**Brief A**
Answer these questions from the biography:
(i) In what year did Cheng win the Hong Kong Young Artist Grand Prize?
(ii) Which university granted his master's degree?
(iii) On what were the works in his solo show at Art Basel Hong Kong 2013 arranged?
**Brief B**
Render this sentence from the biography in Spanish: "He was educated at school and at university in Hong Kong, graduating in Fine Arts from the Chinese University of Hong Kong in 2008, obtaining a master’s degree in Visual Arts, Studio and Extended Media from the Hong Kong Baptist University five years later."

====== Text passage ======

Biography

Background and Early Exhibitions

 

Winning the Hong Kong Young Artist Grand Prize in 2012, followed by a solo show at Art Basel Hong Kong one year later at the age of 27, Cheng’s recognition has been unhesitating. His combination of irreverence grounded in classical traditions, his blending, blurring and re-casting of ancient and modern, seasoned with an ethos of directness, honesty and enquiry, made him an immediate force on the Hong Kong arts scene.

 

He was educated at school and at university in Hong Kong, graduating in Fine Arts from the Chinese University of Hong Kong in 2008, obtaining a master’s degree in Visual Arts, Studio and Extended Media from the Hong Kong Baptist University five years later.

 

He is avidly collected by both western and Chinese individuals, and his works may be seen in corporate settings too, forming part inter alia of the collections of Bank of China (HK), Philippe Charriol Foundation, Cliftons Ltd, Grand Hyatt Hong Kong, The Peninsula Shanghai Waitan Hotel.

 

Notable series of works include Cerulean, Lui’s Solution of Concocted Herbal, and his solo show at Art Basel Hong Kong 2013, in which surprising combinations of ancient and modern (such as Michael Jackson in a landscape of Song dynasty painting) were arranged and harmonized on plywood boards.

====== Data extracts ======

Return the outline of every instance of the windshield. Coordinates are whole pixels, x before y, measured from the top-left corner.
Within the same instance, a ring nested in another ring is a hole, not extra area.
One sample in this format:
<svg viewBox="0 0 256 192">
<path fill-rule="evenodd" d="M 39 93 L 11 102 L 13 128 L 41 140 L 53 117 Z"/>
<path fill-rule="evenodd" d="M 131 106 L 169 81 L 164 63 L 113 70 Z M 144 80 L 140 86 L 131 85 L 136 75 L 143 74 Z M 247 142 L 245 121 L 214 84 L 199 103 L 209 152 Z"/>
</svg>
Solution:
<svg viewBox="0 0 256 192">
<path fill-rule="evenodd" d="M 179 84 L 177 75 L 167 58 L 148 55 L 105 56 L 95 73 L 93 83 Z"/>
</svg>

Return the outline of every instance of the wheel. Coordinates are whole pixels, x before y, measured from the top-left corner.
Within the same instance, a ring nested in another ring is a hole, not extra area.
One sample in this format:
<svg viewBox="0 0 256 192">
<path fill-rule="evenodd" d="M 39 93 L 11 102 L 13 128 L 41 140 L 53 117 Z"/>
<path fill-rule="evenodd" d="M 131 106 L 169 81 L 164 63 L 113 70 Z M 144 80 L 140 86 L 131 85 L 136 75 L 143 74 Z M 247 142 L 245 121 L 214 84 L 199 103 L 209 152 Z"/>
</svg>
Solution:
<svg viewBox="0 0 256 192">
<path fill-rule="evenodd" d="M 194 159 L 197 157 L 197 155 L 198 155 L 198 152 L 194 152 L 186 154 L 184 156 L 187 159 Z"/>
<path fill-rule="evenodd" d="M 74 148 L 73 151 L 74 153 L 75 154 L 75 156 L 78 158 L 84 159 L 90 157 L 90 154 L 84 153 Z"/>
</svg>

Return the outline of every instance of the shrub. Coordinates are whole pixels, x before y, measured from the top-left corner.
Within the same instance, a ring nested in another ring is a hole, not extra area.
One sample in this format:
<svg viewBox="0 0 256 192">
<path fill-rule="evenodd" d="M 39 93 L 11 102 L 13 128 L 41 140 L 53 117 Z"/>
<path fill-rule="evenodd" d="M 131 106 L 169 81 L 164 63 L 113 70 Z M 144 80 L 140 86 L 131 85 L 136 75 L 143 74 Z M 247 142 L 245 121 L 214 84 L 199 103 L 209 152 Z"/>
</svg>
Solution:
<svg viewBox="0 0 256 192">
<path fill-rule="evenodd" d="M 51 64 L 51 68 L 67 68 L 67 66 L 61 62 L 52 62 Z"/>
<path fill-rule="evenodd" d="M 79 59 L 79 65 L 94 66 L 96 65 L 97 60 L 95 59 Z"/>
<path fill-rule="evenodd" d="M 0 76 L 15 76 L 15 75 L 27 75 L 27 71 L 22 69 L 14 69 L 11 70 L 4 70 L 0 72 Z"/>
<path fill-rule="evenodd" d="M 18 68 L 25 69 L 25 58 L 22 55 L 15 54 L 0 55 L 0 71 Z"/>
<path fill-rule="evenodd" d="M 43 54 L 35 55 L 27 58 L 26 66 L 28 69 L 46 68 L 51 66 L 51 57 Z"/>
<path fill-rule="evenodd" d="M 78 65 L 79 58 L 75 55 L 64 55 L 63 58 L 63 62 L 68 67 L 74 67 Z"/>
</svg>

======

**Answer section A**
(i) 2012
(ii) Hong Kong Baptist University
(iii) Plywood boards

**Answer section B**
Cursó sus estudios escolares y universitarios en Hong Kong, se licenció en Bellas Artes por la Universidad China de Hong Kong en 2008 y obtuvo un máster en Artes Visuales, Estudio y Medios Expandidos por la Universidad Bautista de Hong Kong cinco años más tarde.